- **INSTRUCTIONS TO FOLLOW**: Repeat every record below exactly, omitting any pictures.

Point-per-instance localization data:
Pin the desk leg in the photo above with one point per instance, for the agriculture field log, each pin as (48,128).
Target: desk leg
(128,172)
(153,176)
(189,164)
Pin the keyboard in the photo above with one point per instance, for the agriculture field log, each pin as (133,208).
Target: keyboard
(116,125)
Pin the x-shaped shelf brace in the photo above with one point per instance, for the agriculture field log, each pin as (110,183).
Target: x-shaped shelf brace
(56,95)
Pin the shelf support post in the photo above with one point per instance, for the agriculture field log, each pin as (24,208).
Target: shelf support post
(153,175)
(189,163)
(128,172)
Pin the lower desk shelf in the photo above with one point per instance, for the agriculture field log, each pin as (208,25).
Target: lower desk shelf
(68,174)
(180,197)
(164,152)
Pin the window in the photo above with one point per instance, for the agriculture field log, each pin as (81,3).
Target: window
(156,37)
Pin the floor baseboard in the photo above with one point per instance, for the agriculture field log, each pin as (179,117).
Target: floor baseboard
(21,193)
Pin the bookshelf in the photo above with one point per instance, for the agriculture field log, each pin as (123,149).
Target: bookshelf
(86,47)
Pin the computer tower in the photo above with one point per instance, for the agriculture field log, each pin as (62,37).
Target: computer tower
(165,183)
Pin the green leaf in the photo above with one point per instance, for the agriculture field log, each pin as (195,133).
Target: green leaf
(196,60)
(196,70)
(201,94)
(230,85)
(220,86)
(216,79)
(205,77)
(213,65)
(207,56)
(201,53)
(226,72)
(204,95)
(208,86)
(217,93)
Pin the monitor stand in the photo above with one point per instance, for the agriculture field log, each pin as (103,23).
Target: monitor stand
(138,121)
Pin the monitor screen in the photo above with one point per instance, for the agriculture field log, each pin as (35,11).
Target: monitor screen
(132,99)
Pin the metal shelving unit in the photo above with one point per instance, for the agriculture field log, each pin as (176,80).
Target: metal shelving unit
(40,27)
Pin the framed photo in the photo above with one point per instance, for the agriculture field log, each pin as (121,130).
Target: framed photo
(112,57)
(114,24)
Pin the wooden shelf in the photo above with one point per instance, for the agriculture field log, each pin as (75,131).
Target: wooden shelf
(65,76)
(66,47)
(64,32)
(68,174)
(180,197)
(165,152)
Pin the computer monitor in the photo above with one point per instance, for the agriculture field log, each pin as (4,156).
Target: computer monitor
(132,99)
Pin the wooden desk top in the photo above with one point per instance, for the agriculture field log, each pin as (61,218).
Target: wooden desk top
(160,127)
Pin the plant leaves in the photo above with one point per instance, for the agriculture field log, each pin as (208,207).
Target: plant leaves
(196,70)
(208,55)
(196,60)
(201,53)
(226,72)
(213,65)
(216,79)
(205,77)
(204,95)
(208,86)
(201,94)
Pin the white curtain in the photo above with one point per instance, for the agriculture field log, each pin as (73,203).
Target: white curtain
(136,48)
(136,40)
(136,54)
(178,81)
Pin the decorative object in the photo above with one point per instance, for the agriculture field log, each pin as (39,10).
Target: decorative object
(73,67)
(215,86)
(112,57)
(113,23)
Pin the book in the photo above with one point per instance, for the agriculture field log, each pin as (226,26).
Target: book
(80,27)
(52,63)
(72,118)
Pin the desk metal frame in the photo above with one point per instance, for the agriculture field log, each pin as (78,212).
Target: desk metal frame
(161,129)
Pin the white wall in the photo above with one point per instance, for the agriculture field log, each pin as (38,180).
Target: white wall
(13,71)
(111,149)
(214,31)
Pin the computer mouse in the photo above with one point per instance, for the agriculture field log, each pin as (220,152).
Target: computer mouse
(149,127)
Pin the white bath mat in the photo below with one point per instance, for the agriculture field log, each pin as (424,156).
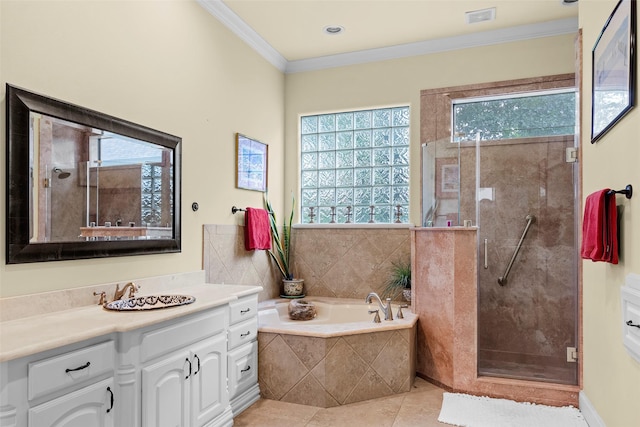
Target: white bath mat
(472,411)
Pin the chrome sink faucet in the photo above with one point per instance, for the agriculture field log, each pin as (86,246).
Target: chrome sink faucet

- **RESULT**:
Pin the desk leg in the photo above with one point per instance, for the agriculture field log, each pin as (48,128).
Target: desk leg
(128,172)
(153,176)
(189,164)
Pin the keyboard in the photo above with one point per instance, for the agriculture field log, each pin as (133,208).
Target: keyboard
(116,125)
Pin the x-shaped shelf brace in the photo above with one point per instance, for the agriculture field log, each pin as (110,183).
Target: x-shaped shelf brace
(56,95)
Pin the shelf support post in the photo above with one point per instance, for the agriculture field log, each pin as (24,208).
Target: shelf support post
(153,175)
(189,163)
(128,172)
Pin the lower desk shelf in the photo above with one point per instance, for the agriculture field log, each pin as (208,25).
Target: lower desk shelf
(68,174)
(180,197)
(164,152)
Pin the window in the photo above with one point per instance, for the agriculture field log, each pin as (81,3).
Target: window
(156,37)
Pin the floor baseboard in the photo above with one point per instance, for the agriculture field log, each pin as (179,117).
Target: floor baseboard
(21,193)
Pin the bookshelf in the photo above with one point per instance, for the agriculture field log, each pin as (123,149).
Target: bookshelf
(86,47)
Pin the computer tower in the photo above with one point per instance, for the agriculture field log, each pin as (62,37).
Target: computer tower
(165,183)
Pin the green leaf in the photo above with one point per instance, for the agriculture field log, each pin as (195,133).
Target: green leaf
(196,60)
(196,70)
(201,94)
(230,85)
(220,86)
(216,79)
(205,77)
(213,65)
(207,56)
(201,53)
(226,72)
(204,95)
(208,86)
(217,93)
Pin the monitor stand in the photo above with one point per instance, for the agriculture field log, each pin as (103,23).
Target: monitor stand
(138,121)
Pin the monitor screen in the photo above with one point per instance, for the agriculture field log, each pin as (35,11).
Target: monitor screen
(132,99)
Pin the metal shelving unit in the photo above with one point per instance, for the agriculture field log, each pin as (176,80).
Target: metal shelving unit
(40,27)
Pin the framed photo in the photo above with one point per instance, for the agriculture field log, each pin as (121,130).
Target: framed photo
(112,57)
(114,24)
Pin the wooden shelf in the photo above with one point per instance, for the agriculture field log, each pin as (75,131).
Target: wooden shelf
(65,76)
(66,47)
(64,32)
(68,174)
(180,197)
(165,152)
Pin the computer monitor in the photo above with one point per instance, for the agriculture field log, each pin as (4,156).
Target: computer monitor
(132,99)
Pin the wooden desk top in the photo above with one point per instance, for the agriculture field log, each pin as (61,218).
Target: wooden desk top
(160,127)
Pin the plant leaves in the photo above with one point per instance, for the agriculture field log, each pin as (208,207).
Target: plant leaves
(196,70)
(208,55)
(196,60)
(201,53)
(226,72)
(213,65)
(216,79)
(205,77)
(204,95)
(208,86)
(201,94)
Pin the white curtain in the photo above with one point per instance, for the agriculture field log, each pin as (73,203).
Target: white curtain
(136,48)
(136,40)
(136,54)
(178,81)
Pin the decorative object in the photo above with one point per instance, for the agriculture field log, each pin as (39,10).
Target: decorative object
(73,67)
(215,86)
(112,57)
(113,23)
Pin the book in the photo above with one point per instance, for the agriculture field log, each pin as (226,26).
Target: book
(80,27)
(52,63)
(72,118)
Pin the desk metal frame in the photo above with one point per instance, for the agriculture field log, each pin as (78,212).
Target: desk metal frame
(161,129)
Pin the white wall in the photo above with one point per instance, for the agriculture field log, each pin as (38,180).
Target: white wall
(13,71)
(111,149)
(214,31)
Pin the computer mouse in the photo above with one point per instance, for the agriculture field log, each pin as (220,152).
Target: computer mouse
(149,127)
Pin the white bath mat in the photo below with one point per instance, for the agriculture field log, each pin as (424,156).
Target: white bath mat
(472,411)
Pin the chrome sink faucet in the photo above with one point per instance, for the agriculture field log, each pin as (86,246).
Target: chrome sink faucet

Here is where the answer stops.